Passage for review ▸

- - - -

Is an old weary Pujols, who is 33 home runs away from the 700 club — an illustrious group that only includes three people — and running out of time, worth the time for St. Louis? Let’s talk honestly and candidly about a possibility that shouldn’t be bypassed as pure fantasy–at least not just yet. I’ll make it quick. Since I mentioned a deli, now I am quite hungry.

THE GOOD

  • The excitement every at-bat would bring. St. Louis hasn’t experienced that since a young man named Jose Alberto Pujols picked up the torch from Mark McGwire. When you stop doing whatever it is that you’re doing and watch a guy swing a bat. Fly out or home run, that would be exciting. After COVID-19, give me all the excitement.
  • Pujols can still put a good barrel on the ball. He collected five home runs in a month during part-time action with Joe Maddon’s Angels. He can still play a decent first base, backing up Goldschmidt or helping during a potential injury. It isn’t like he can’t hit. The consistency and sheer precision are long gone, but Pujols can still crush a mistake.
  • How many more former Cardinals will fans get to watch hit their 700th home run? Stop thinking. The answer is none.

THE BAD

  • He has made it known that he still wants to start. But there’s no full-time work for him on a National League team, especially St. Louis. Without a designated hitter slot or first base job, Pujols is a bench player. With Goldschmidt being paid golden cash to man first base here, the at-bats for Pujols are slim pickings. The Royals, Indians, and other AL clubs work best for him at the moment.
  • Through 86 at-bats, Pujols is only slugging .372. For comparison, he slugged .658 during his last year in St. Louis. While he does still connect for a blast, the homers are few and farther in-between. Proceed accordingly but be wise with a potential Pujols return.
  • Pujols hasn’t been a pinch-hitter or part-time player since… never. He played in 161 games during his rookie season back in 2001. The league wasn’t ready for him then, but I don’t think he’s ready for a smaller role. The stats don’t support it.

THE TRUTH

  • The personal services contract with Los Angeles isn’t a big issue. Most likely set to start after he retires and not something any human being would reject, Pujols could still fulfill this after he stops swinging. Or Los Angeles cuts him a check now and says peace. The details may be fuzzy, but it won’t affect who he plays for next.

- - - -

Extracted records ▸
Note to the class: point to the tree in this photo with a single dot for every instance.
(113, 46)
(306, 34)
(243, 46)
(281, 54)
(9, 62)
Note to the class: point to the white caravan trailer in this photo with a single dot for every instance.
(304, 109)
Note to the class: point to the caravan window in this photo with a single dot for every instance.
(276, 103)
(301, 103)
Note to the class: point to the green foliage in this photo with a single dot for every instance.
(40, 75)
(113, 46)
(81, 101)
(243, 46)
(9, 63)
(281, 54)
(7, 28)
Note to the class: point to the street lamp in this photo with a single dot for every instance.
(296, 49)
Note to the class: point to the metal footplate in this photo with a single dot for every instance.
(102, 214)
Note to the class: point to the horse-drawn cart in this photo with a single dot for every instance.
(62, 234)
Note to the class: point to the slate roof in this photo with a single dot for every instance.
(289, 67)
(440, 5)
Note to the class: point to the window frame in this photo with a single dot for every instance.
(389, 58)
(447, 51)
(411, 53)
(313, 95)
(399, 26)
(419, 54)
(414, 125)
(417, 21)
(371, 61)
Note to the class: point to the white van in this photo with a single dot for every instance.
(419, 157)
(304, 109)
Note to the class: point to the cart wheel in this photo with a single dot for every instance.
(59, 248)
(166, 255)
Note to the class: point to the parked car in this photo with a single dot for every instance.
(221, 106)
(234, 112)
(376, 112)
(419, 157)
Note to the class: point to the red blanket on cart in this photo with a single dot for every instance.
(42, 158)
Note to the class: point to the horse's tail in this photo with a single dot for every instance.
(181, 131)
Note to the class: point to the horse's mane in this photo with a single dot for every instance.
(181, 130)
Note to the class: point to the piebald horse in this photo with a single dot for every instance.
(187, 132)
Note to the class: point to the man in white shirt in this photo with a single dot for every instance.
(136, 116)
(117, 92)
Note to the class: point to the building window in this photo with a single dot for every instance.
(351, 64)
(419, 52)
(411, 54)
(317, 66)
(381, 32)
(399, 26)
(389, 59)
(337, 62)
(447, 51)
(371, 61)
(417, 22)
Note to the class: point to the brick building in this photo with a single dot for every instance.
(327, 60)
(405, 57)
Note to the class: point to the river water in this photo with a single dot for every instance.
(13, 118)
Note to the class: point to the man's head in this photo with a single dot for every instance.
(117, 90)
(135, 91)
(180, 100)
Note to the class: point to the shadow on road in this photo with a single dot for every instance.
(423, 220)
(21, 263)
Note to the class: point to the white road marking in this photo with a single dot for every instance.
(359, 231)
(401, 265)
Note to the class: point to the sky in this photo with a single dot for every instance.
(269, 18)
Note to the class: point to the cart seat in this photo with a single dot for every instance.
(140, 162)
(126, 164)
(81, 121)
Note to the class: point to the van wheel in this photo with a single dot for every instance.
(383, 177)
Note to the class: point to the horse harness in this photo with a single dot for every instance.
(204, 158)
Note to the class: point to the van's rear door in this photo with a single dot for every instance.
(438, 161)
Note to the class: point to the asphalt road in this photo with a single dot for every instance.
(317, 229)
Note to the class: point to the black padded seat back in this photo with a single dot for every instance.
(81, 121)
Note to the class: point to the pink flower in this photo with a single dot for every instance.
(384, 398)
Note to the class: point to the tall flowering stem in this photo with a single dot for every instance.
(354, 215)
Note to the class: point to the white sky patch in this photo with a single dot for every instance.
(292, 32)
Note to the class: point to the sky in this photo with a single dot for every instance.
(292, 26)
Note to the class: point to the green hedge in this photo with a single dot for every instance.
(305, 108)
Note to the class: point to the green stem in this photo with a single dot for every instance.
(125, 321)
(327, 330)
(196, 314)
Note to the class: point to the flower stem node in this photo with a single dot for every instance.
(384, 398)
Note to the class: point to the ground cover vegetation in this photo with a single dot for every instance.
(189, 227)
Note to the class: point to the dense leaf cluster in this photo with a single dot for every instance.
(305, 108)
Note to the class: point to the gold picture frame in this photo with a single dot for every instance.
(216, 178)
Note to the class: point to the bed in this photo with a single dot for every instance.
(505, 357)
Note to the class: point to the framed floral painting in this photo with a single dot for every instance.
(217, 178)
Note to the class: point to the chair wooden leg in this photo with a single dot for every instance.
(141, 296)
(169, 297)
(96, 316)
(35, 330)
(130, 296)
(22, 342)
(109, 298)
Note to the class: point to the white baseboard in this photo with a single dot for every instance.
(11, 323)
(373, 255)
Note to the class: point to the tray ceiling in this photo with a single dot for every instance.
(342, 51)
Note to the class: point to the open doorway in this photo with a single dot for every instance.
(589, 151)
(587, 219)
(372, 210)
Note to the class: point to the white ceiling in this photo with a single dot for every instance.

- - - -

Problem ▸ List every person mentioned by name in the passage on Pujols, giving each once.

Output of the exercise ▸ Jose Alberto Pujols, Mark McGwire, Joe Maddon, Goldschmidt